Input data: Begin
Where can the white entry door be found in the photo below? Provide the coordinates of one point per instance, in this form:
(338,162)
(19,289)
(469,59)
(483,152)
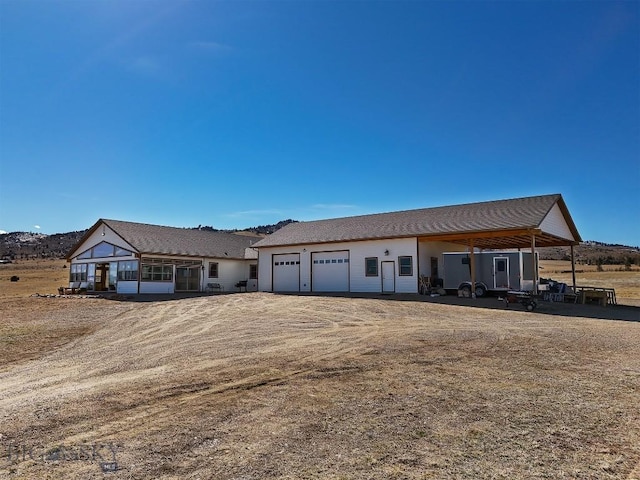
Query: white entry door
(286,272)
(388,277)
(330,271)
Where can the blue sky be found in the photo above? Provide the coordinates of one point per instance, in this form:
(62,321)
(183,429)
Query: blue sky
(235,114)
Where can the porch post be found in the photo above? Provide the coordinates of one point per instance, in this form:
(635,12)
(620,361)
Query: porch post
(534,263)
(573,268)
(472,264)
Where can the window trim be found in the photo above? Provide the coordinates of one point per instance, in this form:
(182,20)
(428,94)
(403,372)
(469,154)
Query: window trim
(217,270)
(366,267)
(126,274)
(400,266)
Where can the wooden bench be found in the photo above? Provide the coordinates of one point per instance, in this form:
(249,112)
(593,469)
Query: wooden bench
(603,296)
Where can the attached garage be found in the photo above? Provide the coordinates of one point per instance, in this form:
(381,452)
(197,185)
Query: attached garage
(330,271)
(286,272)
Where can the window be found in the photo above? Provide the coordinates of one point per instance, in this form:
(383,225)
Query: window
(157,273)
(213,270)
(406,266)
(78,272)
(128,270)
(371,266)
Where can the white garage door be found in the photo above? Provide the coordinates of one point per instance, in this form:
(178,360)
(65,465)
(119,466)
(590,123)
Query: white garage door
(286,272)
(330,271)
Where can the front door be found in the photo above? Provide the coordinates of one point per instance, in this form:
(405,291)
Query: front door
(501,272)
(102,277)
(388,277)
(188,279)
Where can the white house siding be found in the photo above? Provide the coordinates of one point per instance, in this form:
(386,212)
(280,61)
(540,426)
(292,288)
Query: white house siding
(358,251)
(427,249)
(109,236)
(155,287)
(127,287)
(555,224)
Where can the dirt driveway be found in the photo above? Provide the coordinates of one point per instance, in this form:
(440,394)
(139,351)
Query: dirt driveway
(260,386)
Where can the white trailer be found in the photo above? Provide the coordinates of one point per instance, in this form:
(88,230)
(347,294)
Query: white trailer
(495,271)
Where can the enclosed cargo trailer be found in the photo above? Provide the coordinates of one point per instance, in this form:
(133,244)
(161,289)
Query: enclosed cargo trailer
(495,271)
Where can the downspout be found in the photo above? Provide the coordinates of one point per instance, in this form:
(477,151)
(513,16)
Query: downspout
(139,255)
(472,265)
(573,268)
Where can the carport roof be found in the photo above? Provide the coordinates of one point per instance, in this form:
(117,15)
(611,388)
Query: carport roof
(496,224)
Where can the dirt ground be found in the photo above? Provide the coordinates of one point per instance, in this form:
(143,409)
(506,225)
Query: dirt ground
(264,386)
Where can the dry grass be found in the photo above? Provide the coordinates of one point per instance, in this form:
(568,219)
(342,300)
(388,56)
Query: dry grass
(266,386)
(626,283)
(36,276)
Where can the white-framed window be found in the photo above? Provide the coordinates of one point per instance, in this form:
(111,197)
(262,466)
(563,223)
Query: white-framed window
(78,272)
(213,269)
(128,270)
(371,266)
(406,266)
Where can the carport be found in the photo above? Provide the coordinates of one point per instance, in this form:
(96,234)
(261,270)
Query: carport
(556,229)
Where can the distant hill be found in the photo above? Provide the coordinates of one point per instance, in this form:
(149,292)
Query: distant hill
(29,245)
(24,245)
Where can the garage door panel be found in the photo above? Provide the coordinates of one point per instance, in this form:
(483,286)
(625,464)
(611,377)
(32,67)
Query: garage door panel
(330,271)
(286,272)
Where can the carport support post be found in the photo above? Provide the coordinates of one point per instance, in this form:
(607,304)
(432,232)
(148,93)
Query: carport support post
(573,268)
(534,264)
(472,265)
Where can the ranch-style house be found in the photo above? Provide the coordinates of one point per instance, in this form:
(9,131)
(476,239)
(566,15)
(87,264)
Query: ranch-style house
(131,258)
(392,252)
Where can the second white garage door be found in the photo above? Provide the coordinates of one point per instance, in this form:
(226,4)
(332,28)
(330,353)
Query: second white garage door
(286,272)
(330,271)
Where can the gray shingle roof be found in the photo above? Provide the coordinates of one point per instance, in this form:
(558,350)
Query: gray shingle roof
(156,239)
(511,214)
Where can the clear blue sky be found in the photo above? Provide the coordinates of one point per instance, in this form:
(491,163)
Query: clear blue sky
(235,114)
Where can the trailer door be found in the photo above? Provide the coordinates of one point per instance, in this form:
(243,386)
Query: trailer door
(501,272)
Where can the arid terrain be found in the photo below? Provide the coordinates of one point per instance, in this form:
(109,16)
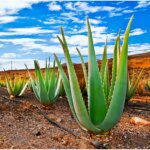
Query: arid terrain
(23,126)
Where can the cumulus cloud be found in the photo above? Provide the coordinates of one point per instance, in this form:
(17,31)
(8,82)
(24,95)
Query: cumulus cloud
(7,19)
(25,31)
(53,6)
(142,4)
(8,55)
(137,31)
(8,7)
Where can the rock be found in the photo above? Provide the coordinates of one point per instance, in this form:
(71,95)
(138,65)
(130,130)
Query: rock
(58,120)
(36,133)
(139,121)
(100,145)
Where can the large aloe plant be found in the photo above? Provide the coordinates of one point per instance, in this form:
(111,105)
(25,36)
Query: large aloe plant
(99,115)
(15,85)
(46,88)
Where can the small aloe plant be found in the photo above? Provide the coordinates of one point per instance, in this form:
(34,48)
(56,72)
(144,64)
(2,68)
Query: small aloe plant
(148,85)
(99,116)
(46,88)
(15,85)
(132,85)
Input data: End
The response consists of the lines above that contain "below".

Where can the white entry door be found in the photo below? Provide the coordinates of one point per instance, in this form:
Where can the arid terrain be found in the photo below? Provide the coordinates of one point per instance, in this form:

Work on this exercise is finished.